* [Task to carry out]:
Express the data below, between the lines holding "Reviewer note: check that every instance of the large led" and "(1158, 600)", inclusive, as a Markdown table with columns named Row and Line. Number each row and leave out blank lines.

* [Extracted entries]:
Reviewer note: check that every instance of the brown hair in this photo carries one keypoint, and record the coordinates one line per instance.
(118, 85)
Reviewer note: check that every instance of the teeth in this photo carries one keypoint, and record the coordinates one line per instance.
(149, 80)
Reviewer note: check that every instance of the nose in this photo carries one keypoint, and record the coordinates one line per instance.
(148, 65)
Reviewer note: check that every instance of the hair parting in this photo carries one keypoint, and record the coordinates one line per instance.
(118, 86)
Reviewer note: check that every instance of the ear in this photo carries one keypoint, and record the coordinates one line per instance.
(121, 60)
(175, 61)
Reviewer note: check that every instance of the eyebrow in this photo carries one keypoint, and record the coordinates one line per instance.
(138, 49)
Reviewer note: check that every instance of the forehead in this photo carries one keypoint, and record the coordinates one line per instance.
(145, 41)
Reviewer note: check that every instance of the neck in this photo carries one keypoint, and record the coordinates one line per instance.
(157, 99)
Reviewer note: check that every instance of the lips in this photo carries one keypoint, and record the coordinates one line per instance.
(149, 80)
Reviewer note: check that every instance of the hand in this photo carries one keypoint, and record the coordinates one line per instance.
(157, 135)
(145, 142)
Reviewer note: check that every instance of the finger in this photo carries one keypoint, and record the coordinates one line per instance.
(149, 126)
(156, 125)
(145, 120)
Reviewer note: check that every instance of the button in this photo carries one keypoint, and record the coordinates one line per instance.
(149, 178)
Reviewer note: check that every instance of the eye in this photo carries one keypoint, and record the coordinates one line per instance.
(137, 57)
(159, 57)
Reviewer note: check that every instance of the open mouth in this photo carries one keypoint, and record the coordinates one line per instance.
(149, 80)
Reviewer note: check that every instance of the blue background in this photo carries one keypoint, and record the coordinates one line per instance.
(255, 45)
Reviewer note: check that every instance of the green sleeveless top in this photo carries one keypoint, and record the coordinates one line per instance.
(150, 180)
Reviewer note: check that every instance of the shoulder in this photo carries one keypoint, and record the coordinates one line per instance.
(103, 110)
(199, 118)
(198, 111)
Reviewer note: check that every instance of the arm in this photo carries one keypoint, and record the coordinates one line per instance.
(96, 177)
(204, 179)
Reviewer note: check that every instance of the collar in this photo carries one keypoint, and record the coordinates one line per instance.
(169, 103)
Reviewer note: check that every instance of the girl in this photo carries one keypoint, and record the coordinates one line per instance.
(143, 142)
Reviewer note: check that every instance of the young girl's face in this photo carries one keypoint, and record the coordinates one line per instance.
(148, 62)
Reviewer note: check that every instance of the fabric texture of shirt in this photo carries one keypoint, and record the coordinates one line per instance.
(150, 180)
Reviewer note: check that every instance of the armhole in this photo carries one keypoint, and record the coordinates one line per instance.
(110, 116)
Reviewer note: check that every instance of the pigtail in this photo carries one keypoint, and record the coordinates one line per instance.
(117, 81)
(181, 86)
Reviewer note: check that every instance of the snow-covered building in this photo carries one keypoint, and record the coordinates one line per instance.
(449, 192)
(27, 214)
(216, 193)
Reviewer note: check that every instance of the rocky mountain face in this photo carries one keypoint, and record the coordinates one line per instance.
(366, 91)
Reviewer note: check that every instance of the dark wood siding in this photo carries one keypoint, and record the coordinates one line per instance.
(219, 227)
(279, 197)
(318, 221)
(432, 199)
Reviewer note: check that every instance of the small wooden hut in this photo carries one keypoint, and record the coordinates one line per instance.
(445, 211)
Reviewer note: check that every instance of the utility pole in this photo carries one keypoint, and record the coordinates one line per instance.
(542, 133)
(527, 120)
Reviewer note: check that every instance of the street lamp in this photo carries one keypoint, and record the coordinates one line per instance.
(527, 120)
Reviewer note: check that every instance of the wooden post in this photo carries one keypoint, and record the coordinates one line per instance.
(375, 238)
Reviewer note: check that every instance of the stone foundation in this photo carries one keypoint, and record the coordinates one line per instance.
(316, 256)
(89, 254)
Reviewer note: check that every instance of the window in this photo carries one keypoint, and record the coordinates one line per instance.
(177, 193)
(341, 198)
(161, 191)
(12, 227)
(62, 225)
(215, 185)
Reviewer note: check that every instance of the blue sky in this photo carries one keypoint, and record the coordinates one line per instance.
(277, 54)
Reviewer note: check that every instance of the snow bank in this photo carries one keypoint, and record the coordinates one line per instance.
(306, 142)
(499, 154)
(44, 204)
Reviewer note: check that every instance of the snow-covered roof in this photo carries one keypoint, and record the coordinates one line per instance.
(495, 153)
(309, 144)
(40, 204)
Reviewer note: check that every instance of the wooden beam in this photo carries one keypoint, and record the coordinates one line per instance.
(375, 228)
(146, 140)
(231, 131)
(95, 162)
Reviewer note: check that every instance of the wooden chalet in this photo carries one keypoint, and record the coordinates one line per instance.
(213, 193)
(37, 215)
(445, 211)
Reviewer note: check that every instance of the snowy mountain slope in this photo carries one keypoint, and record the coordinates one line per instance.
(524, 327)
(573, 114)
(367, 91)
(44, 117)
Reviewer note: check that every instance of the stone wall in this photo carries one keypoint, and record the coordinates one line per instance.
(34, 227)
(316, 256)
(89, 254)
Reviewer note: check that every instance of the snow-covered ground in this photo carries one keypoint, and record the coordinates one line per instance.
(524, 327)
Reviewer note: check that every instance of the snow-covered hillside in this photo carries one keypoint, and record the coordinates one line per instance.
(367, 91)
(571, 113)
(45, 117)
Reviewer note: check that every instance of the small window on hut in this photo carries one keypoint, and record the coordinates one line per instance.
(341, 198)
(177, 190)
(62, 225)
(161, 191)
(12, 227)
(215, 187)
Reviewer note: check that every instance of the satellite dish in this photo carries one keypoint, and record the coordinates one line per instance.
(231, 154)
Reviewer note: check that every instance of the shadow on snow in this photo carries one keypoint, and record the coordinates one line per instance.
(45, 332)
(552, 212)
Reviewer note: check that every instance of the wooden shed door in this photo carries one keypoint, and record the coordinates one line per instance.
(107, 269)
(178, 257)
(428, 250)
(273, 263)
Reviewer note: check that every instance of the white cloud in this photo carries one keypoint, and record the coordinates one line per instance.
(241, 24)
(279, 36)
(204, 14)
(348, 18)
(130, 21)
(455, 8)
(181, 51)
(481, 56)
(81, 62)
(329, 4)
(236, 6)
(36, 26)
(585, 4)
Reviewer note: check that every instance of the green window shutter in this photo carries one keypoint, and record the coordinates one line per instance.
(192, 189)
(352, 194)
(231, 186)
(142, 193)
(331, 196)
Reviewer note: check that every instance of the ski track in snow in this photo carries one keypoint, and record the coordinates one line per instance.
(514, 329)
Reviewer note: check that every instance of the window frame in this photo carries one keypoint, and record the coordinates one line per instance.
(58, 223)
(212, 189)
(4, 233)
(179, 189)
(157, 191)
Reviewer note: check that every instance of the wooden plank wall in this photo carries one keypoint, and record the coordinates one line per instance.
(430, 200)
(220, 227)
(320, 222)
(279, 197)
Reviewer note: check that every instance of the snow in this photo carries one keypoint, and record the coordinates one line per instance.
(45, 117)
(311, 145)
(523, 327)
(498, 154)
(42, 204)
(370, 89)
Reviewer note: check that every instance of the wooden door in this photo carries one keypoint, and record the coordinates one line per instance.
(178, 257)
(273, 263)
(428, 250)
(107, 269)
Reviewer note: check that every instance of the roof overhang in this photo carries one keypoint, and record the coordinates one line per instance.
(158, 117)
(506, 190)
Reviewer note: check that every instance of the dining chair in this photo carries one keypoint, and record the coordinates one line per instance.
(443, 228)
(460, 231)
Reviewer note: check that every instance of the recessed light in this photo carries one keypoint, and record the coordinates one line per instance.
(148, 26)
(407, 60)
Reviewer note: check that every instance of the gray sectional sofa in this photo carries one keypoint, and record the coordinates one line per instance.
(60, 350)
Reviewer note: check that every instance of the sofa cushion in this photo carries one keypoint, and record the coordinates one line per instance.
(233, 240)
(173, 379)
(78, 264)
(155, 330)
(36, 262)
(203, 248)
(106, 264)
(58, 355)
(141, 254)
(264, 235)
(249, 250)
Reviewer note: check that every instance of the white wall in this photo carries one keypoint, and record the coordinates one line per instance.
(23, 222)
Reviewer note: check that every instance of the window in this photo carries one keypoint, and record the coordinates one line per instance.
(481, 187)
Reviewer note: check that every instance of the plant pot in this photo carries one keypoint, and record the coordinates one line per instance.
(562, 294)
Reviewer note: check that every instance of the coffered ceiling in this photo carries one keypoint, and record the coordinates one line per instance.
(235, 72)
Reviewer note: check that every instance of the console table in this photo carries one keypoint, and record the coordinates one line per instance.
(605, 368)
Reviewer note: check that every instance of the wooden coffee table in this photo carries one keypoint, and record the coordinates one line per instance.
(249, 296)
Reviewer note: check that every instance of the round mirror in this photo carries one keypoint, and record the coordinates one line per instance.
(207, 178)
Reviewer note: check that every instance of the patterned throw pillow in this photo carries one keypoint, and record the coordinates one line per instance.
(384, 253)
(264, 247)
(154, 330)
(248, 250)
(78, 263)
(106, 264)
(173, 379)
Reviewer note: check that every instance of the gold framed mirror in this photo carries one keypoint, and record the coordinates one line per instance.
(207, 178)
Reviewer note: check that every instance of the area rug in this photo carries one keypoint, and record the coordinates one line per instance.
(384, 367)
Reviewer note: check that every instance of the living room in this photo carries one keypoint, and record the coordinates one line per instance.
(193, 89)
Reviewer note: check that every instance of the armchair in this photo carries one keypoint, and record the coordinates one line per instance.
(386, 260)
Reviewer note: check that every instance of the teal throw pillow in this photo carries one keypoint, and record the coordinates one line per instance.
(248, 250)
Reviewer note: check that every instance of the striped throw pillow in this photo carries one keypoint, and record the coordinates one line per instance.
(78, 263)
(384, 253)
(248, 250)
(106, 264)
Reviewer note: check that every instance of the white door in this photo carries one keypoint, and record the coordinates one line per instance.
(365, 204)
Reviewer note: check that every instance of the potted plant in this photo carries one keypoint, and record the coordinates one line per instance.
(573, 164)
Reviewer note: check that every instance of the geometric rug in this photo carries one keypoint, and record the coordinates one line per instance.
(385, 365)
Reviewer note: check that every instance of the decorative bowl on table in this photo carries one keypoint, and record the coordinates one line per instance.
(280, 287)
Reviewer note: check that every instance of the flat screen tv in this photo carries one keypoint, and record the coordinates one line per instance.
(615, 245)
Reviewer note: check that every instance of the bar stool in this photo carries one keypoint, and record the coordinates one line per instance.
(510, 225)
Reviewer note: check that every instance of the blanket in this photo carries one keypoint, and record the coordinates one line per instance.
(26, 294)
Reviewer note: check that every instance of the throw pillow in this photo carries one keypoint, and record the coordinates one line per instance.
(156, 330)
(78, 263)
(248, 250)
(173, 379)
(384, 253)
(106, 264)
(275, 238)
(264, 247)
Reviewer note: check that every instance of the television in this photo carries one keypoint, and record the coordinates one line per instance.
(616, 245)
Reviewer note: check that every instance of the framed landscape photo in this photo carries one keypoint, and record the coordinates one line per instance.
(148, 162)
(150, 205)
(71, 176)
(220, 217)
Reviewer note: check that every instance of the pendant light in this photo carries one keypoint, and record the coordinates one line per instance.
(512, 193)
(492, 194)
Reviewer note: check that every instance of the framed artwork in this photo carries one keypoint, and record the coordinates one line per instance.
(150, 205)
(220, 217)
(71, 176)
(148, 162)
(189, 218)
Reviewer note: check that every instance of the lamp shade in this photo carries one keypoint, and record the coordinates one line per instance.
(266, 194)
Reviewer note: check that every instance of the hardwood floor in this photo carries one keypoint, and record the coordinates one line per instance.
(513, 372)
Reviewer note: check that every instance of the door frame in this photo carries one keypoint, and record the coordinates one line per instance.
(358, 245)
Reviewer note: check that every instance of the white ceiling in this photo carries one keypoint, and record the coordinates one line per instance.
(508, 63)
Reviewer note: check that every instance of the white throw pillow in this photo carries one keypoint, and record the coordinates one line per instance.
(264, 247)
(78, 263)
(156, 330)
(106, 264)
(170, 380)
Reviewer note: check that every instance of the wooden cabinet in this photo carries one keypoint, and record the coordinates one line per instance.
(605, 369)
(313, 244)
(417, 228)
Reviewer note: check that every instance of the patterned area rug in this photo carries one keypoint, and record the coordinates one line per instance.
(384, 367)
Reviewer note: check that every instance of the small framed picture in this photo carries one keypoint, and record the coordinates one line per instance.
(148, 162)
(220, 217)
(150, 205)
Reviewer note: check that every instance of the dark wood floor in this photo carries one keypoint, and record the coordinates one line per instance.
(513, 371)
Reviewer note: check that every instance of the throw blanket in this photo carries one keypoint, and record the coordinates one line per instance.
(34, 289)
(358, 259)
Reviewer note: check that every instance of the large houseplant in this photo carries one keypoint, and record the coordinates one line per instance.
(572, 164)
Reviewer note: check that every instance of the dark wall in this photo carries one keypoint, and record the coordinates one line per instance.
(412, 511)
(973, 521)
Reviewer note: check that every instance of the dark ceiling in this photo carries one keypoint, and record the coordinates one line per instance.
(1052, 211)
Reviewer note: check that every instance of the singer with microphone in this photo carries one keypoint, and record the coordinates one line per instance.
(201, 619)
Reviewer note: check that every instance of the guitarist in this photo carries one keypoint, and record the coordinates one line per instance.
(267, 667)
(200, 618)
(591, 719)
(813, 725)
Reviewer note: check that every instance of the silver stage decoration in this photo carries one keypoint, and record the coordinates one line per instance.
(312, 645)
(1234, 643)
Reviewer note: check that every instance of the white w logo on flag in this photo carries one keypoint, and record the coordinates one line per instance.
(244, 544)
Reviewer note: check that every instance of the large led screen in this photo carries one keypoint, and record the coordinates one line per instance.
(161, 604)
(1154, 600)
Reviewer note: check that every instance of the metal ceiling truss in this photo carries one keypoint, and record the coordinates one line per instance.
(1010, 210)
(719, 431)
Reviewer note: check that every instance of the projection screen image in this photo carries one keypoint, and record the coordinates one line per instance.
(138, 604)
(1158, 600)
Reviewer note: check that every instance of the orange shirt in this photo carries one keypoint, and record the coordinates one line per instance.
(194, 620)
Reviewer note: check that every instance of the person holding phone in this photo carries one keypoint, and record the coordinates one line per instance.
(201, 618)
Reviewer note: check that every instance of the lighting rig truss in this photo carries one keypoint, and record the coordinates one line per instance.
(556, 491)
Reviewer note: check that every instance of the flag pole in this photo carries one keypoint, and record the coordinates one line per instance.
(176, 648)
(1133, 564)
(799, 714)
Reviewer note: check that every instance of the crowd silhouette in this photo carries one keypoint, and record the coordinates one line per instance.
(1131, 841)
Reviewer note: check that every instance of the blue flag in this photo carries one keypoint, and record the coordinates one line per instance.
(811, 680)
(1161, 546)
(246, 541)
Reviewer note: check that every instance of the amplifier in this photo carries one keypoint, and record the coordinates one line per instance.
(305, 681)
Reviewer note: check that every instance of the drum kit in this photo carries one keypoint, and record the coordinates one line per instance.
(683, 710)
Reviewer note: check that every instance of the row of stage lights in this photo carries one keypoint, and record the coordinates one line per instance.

* [Output of the exercise]:
| Row | Line |
|---|---|
| 1 | Reviewer note: check that every instance of the large led screen in this photo carries one keypoint, and record the coordinates one line per instance. |
| 2 | (161, 604) |
| 3 | (1154, 600) |
| 4 | Reviewer note: check that every instance of the metal ceiling truss in this photo carries one keypoint, and record the coordinates one line per instance. |
| 5 | (1010, 210) |
| 6 | (719, 431) |
| 7 | Reviewer note: check that every instance of the projection screen image in this photo carries one keypoint, and record the coordinates one line per instance. |
| 8 | (138, 604) |
| 9 | (1158, 600) |